RECORDS SUPPLIED:
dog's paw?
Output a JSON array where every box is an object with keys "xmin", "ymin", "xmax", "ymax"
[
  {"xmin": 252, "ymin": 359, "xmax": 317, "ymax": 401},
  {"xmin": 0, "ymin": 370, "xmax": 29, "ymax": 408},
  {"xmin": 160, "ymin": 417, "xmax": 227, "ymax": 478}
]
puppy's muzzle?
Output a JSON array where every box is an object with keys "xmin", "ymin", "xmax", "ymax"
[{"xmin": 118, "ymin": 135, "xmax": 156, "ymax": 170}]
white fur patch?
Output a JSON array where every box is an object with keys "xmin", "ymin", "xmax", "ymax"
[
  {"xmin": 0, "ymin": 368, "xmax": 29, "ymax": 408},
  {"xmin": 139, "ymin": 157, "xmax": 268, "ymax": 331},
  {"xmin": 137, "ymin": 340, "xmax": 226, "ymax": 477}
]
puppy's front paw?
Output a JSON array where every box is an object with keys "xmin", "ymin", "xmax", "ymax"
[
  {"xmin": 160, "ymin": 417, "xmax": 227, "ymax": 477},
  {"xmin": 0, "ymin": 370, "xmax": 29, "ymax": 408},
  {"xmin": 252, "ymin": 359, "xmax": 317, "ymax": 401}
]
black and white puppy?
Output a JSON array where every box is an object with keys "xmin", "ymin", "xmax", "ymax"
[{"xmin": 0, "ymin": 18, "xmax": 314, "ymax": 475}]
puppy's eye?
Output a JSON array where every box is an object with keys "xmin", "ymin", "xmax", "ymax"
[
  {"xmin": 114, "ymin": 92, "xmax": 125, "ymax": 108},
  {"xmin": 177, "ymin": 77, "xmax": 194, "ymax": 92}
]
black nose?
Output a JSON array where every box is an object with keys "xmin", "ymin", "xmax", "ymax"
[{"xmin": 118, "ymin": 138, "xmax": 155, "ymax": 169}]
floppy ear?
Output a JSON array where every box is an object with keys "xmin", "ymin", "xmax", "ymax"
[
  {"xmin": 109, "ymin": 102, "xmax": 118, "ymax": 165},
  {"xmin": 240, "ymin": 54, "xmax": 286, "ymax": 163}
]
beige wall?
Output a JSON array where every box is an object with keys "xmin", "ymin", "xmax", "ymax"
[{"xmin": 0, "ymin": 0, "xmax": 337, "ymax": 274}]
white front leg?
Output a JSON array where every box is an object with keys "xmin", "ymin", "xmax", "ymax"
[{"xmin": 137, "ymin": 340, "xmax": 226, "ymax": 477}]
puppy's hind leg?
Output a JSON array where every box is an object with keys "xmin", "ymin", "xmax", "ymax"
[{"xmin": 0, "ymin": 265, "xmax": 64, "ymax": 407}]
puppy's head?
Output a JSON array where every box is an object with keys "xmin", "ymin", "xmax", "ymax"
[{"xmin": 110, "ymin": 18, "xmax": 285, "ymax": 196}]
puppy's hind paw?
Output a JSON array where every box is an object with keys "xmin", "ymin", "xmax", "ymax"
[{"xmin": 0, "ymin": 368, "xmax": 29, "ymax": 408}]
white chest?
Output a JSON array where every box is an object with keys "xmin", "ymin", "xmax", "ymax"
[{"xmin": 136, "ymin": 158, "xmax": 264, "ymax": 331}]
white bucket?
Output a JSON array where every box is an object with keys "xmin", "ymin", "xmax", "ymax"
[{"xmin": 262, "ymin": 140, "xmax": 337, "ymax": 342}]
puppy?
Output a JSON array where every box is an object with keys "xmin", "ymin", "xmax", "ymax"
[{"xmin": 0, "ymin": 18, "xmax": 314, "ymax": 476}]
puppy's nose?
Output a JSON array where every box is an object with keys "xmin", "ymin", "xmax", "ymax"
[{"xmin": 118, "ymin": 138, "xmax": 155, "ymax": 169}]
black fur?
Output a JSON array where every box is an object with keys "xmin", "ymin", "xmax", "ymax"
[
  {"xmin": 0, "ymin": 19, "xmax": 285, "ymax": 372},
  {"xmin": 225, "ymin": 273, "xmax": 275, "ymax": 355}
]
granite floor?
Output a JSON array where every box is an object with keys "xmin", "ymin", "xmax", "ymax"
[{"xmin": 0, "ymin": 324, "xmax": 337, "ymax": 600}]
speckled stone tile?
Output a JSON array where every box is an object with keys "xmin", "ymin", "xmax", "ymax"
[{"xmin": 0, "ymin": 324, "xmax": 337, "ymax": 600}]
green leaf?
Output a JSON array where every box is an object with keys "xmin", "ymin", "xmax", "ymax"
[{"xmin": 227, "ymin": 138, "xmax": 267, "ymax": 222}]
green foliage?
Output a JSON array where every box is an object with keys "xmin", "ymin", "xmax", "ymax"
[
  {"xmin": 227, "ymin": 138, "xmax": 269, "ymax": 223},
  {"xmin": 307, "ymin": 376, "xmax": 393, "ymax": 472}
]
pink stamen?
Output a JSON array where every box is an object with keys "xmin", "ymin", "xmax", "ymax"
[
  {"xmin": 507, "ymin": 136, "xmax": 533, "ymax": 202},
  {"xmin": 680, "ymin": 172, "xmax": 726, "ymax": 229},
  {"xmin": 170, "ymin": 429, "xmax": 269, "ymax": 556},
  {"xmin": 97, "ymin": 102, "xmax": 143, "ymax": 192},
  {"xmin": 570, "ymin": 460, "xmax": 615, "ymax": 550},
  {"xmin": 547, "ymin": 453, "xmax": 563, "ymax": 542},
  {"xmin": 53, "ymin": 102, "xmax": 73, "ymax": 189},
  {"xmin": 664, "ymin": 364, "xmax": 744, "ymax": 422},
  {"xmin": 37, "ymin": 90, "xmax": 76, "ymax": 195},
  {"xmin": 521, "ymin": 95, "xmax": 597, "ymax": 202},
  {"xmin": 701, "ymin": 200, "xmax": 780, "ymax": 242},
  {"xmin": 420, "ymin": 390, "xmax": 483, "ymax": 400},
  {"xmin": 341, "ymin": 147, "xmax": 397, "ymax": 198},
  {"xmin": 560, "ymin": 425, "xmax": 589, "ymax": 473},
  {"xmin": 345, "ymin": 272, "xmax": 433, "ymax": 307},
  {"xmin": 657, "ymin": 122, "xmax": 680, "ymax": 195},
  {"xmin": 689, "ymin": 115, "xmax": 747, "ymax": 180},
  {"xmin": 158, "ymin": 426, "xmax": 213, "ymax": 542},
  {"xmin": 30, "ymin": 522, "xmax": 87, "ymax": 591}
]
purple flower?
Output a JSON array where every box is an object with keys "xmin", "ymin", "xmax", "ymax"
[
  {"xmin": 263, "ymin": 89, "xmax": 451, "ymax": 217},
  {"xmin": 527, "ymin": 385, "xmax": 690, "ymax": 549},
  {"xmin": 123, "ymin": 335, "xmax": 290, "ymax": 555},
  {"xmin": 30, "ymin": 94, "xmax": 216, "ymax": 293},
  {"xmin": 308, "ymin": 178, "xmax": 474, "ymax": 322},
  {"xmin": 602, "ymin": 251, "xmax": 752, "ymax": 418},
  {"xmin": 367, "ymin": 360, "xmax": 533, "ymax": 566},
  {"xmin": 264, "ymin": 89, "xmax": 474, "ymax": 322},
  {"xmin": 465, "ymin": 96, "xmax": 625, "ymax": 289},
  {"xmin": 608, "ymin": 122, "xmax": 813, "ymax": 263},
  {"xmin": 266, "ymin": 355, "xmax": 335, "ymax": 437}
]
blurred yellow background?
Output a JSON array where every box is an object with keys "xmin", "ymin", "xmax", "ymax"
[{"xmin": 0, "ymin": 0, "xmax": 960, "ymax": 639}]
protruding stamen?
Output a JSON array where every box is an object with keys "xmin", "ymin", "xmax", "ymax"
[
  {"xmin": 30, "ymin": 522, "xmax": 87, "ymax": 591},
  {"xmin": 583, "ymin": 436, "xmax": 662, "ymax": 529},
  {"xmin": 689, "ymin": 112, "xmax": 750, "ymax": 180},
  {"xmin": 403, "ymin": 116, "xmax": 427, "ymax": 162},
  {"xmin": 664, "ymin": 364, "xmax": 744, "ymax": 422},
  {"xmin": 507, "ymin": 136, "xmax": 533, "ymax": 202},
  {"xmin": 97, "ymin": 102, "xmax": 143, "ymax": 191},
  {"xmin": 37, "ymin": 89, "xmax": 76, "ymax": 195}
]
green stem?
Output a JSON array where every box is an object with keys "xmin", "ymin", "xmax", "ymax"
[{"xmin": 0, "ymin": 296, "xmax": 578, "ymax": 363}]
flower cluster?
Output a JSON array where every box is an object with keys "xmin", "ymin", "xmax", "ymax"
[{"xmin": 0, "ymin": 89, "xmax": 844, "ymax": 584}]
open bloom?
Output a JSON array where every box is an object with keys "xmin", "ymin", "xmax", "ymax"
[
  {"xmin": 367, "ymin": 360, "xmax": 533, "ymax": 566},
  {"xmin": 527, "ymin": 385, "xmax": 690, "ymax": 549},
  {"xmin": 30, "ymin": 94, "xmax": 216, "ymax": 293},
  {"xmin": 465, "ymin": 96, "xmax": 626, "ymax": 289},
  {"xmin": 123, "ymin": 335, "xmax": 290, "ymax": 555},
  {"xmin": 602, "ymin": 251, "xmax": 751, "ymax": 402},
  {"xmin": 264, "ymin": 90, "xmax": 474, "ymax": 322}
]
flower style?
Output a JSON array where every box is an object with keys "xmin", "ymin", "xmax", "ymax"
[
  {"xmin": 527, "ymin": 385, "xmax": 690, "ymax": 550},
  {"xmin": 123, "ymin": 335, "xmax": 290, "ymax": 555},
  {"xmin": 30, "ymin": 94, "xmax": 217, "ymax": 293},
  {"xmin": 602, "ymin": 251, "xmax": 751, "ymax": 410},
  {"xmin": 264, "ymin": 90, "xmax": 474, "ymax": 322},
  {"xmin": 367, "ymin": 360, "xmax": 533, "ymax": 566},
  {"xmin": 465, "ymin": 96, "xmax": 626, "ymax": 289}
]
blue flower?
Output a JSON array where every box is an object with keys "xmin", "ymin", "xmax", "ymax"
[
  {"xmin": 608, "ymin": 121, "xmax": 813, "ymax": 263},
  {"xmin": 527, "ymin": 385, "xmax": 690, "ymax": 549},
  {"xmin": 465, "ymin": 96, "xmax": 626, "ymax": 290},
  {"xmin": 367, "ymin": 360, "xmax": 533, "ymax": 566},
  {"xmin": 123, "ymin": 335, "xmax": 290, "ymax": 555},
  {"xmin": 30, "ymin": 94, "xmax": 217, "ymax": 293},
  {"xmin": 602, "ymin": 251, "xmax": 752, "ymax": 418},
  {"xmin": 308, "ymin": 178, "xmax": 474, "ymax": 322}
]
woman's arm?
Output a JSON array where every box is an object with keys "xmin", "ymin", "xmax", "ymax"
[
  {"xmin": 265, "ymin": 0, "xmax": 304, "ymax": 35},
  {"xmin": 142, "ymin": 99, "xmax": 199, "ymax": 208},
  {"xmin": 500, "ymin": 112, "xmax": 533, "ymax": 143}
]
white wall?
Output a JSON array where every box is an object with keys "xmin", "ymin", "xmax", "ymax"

PROBLEM TO WORK ON:
Pull out each line in the data above that contains the word "white".

SOLUTION:
white fur patch?
black and white puppy?
white front leg?
white chest?
white bucket?
white wall?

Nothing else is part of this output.